== ACTIVITY ==
Quote every entry word for word.

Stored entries

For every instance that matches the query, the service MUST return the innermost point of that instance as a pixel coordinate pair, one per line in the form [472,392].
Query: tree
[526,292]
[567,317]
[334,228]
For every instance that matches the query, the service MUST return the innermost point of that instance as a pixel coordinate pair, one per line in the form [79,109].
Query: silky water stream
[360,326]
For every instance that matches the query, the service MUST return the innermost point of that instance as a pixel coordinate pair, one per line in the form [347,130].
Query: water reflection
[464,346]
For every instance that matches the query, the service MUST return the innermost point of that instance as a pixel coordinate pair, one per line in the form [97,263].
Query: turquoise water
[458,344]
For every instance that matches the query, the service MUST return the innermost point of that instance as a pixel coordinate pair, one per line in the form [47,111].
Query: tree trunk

== WRITTEN SOLUTION ==
For every instance that matches the query, the service MUST return the innermost point of that instance as a pixel coordinate pair, one per line in the form [472,392].
Query: tree
[526,292]
[567,317]
[334,228]
For every instance that matches the query, the service MUST return the innermost point of that instance as a pixel coordinate pair, one per line in the form [79,109].
Query: silky water stream
[360,326]
For every instance that matches the query, the service MUST return the innermost point of that instance as a pixel coordinate pair, one per line in the form [347,130].
Query: water reflection
[464,346]
For every instance that matches the query, the service MUST return the innermost point of that instance as a pixel coordinate pair, one per line in the form [97,263].
Query: turquoise water
[458,344]
For every instance that matches the query, the service MUST return the innermost point of that instance as a pixel coordinate pair, one per line in the form [47,111].
Query: tree trunk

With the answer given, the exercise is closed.